Return the lines of the listing below verbatim, from the line containing "Can you see the bush" through the final line of the listing.

Provided data —
********************
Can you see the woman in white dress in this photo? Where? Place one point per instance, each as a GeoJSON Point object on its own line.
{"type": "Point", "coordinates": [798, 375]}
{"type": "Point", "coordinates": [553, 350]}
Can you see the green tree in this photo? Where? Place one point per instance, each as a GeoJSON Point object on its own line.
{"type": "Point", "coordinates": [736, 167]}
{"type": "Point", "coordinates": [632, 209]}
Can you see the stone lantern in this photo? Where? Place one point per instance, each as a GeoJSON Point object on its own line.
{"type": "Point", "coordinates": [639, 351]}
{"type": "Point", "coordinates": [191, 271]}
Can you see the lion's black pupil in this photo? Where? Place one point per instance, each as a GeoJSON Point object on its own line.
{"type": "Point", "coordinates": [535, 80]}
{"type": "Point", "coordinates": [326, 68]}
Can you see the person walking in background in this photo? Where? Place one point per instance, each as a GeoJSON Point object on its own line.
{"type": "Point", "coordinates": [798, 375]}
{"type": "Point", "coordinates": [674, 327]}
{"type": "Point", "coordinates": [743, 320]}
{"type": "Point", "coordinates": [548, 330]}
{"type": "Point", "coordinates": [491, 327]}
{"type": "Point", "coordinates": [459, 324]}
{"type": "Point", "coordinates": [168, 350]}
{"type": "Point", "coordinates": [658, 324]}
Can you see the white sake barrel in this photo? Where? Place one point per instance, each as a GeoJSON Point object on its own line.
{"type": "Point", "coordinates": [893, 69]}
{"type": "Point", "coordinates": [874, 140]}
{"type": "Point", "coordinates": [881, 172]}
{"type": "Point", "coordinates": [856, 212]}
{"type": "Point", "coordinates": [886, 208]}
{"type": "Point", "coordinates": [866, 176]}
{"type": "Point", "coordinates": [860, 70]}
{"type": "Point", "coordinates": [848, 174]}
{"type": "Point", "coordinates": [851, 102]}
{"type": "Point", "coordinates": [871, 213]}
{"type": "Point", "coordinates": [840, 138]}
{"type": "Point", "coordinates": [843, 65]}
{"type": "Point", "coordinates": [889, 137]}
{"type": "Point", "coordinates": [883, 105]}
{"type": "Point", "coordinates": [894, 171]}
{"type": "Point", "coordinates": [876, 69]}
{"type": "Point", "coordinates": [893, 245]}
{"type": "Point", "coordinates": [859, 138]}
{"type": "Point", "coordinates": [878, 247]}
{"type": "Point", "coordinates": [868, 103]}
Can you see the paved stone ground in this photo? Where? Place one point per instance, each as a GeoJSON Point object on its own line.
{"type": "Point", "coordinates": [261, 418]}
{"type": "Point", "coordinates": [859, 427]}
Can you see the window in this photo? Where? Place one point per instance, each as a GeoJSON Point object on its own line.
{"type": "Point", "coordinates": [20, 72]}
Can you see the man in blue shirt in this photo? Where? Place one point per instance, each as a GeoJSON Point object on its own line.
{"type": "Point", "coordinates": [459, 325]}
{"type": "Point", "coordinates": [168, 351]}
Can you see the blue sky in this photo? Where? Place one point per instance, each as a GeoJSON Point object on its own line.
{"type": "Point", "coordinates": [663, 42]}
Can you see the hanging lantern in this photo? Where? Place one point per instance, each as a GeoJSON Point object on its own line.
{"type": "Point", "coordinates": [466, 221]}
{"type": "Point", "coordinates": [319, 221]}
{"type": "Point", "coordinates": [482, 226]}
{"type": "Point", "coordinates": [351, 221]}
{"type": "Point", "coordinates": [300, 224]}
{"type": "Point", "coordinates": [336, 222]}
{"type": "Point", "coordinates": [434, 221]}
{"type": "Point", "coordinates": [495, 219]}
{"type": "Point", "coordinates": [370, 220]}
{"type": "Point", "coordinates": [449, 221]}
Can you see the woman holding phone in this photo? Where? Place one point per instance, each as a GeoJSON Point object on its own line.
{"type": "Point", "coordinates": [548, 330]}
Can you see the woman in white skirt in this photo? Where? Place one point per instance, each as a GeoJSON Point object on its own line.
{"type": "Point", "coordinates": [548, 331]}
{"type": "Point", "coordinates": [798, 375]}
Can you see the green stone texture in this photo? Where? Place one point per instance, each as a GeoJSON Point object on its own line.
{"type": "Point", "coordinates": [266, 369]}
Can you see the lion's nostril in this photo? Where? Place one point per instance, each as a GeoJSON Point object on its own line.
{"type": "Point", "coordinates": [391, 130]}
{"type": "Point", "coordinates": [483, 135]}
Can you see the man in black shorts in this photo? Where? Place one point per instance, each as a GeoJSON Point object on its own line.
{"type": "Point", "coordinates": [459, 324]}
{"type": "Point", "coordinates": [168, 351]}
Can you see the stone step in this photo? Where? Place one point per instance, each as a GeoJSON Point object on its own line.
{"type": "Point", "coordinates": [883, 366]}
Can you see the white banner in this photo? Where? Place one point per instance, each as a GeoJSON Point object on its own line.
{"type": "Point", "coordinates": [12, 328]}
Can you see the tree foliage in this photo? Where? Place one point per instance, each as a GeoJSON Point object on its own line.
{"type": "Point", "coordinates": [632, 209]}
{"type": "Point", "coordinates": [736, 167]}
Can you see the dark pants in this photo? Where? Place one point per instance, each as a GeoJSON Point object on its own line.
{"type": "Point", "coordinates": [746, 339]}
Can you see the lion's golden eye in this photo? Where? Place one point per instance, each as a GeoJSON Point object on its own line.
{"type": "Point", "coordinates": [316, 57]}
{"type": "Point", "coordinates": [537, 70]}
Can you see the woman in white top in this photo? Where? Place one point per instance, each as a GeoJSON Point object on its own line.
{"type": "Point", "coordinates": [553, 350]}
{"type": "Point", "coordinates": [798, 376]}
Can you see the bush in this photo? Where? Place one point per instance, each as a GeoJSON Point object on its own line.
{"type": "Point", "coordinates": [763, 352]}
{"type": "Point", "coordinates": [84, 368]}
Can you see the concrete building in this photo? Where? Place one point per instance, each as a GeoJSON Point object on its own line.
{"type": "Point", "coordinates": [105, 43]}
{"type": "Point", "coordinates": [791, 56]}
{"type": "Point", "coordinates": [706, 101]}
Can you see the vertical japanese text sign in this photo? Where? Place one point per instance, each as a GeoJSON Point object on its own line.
********************
The response —
Can you see the bush in this photo? Where? Place one point per instance, each as a GeoJSON Point object on its own line.
{"type": "Point", "coordinates": [763, 352]}
{"type": "Point", "coordinates": [84, 368]}
Can you see the concrete building in this photo? Where? Place one point per instance, each as a GeoJSON Point object on its own line.
{"type": "Point", "coordinates": [105, 43]}
{"type": "Point", "coordinates": [791, 56]}
{"type": "Point", "coordinates": [706, 101]}
Can you see the vertical japanese text sign in this photo? Where? Place one point per instance, each as a GeoJSON Point object on its own line.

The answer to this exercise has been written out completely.